_RECORDS PROVIDED_
________________________________________

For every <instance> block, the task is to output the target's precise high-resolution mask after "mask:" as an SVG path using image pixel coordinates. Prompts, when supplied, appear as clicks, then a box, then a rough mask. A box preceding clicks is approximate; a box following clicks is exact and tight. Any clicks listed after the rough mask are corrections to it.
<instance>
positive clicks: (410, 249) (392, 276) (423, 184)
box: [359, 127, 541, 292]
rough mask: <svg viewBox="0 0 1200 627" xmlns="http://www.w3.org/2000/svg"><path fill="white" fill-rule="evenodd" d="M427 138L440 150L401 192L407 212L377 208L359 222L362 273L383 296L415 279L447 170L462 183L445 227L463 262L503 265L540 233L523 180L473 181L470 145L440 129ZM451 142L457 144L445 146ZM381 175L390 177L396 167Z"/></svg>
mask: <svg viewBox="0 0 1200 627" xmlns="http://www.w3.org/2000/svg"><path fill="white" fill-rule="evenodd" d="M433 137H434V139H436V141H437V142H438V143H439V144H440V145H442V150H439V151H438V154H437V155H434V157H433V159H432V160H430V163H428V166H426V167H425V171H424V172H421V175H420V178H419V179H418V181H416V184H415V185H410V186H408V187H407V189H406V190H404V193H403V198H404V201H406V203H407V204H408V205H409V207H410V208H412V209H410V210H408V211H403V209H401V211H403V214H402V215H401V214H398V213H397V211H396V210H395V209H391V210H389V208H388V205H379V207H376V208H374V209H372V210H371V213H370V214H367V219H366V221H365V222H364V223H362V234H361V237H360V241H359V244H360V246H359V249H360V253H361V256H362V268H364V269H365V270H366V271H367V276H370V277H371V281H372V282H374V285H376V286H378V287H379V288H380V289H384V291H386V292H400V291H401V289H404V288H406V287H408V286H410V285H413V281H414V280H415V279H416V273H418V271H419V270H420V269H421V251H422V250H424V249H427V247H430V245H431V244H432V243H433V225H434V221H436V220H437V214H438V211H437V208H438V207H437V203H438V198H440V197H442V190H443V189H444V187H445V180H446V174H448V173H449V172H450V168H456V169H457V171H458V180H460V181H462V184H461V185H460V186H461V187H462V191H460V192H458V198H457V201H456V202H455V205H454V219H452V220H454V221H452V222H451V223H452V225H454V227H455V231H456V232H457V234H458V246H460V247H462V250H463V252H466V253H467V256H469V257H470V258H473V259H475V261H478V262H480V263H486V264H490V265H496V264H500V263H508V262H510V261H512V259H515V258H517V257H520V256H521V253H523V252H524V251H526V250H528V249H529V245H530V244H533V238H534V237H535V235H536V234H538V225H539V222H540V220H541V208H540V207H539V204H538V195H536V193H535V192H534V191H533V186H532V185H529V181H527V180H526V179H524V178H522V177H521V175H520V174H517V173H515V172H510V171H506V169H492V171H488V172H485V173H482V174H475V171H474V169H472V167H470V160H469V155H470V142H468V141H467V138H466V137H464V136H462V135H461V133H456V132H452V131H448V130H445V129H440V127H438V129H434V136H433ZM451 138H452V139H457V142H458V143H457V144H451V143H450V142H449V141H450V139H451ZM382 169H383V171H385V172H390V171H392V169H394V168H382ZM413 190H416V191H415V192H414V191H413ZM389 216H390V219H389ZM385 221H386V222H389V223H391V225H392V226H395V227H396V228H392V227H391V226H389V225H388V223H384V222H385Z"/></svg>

________________________________________

_DIRECTIONS_
Format the lines above as a numbered list, and leave out any blank lines.

_COMPLETED EXERCISE_
1. For every <instance> block, the task is to output the target's precise high-resolution mask after "mask:" as an SVG path using image pixel coordinates. Prompts, when supplied, appear as clicks, then a box, then a rough mask. A box preceding clicks is approximate; a box following clicks is exact and tight. Any clicks listed after the rough mask are corrections to it.
2. <instance>
3. positive clicks: (410, 249) (392, 276) (423, 184)
4. box: [359, 127, 541, 292]
5. rough mask: <svg viewBox="0 0 1200 627" xmlns="http://www.w3.org/2000/svg"><path fill="white" fill-rule="evenodd" d="M427 138L440 150L401 192L407 212L377 208L359 222L362 273L383 296L415 279L447 170L462 183L445 227L463 262L503 265L540 233L523 180L473 181L470 145L440 129ZM451 142L457 144L445 146ZM381 175L390 177L396 167Z"/></svg>
6. mask: <svg viewBox="0 0 1200 627" xmlns="http://www.w3.org/2000/svg"><path fill="white" fill-rule="evenodd" d="M433 137H434V139H436V141H437V142H438V143H439V144H440V145H442V150H439V151H438V154H437V155H434V157H433V159H432V160H430V163H428V166H426V167H425V171H424V172H421V175H420V178H419V179H418V181H416V184H415V185H410V186H408V187H407V189H406V190H404V193H403V198H404V201H406V203H407V204H408V205H409V207H410V208H412V209H410V210H408V211H403V209H401V211H403V214H402V215H401V214H398V213H397V211H396V210H395V209H391V210H389V208H388V205H379V207H376V208H374V209H372V210H371V213H370V214H367V219H366V221H365V222H364V223H362V234H361V237H360V241H359V244H360V246H359V249H360V253H361V256H362V268H364V269H365V270H366V271H367V276H370V277H371V281H372V282H374V285H376V286H378V287H379V288H380V289H384V291H386V292H400V291H401V289H404V288H406V287H408V286H410V285H413V281H414V280H415V279H416V273H418V271H419V270H420V269H421V251H422V250H424V249H427V247H430V245H431V244H432V243H433V225H434V221H436V220H437V214H438V211H437V208H438V207H437V203H438V198H440V197H442V190H443V189H444V187H445V180H446V174H448V173H449V172H450V168H456V169H457V171H458V180H460V181H462V184H461V185H460V186H461V187H462V191H460V192H458V198H457V201H456V202H455V205H454V219H452V220H454V221H452V222H451V223H452V225H454V227H455V231H456V232H457V234H458V246H460V247H462V250H463V252H466V253H467V256H469V257H470V258H473V259H475V261H478V262H480V263H486V264H490V265H496V264H500V263H508V262H510V261H512V259H515V258H517V257H520V256H521V253H523V252H524V251H526V250H528V249H529V245H530V244H533V238H534V237H535V235H536V234H538V225H539V222H540V220H541V208H540V207H539V204H538V195H536V193H535V192H534V191H533V186H532V185H529V181H527V180H526V179H524V178H522V177H521V175H520V174H517V173H515V172H510V171H506V169H492V171H488V172H485V173H482V174H475V171H474V169H472V167H470V160H469V155H470V142H468V141H467V138H466V137H464V136H462V135H461V133H456V132H452V131H448V130H445V129H440V127H438V129H434V136H433ZM451 138H452V139H457V142H458V143H457V144H451V143H450V142H449V141H450V139H451ZM382 169H383V171H385V172H390V171H392V169H394V168H382ZM413 190H416V191H415V192H414V191H413ZM389 216H390V219H389ZM385 221H386V222H389V223H391V225H392V226H395V227H396V228H392V227H391V226H389V225H388V223H384V222H385Z"/></svg>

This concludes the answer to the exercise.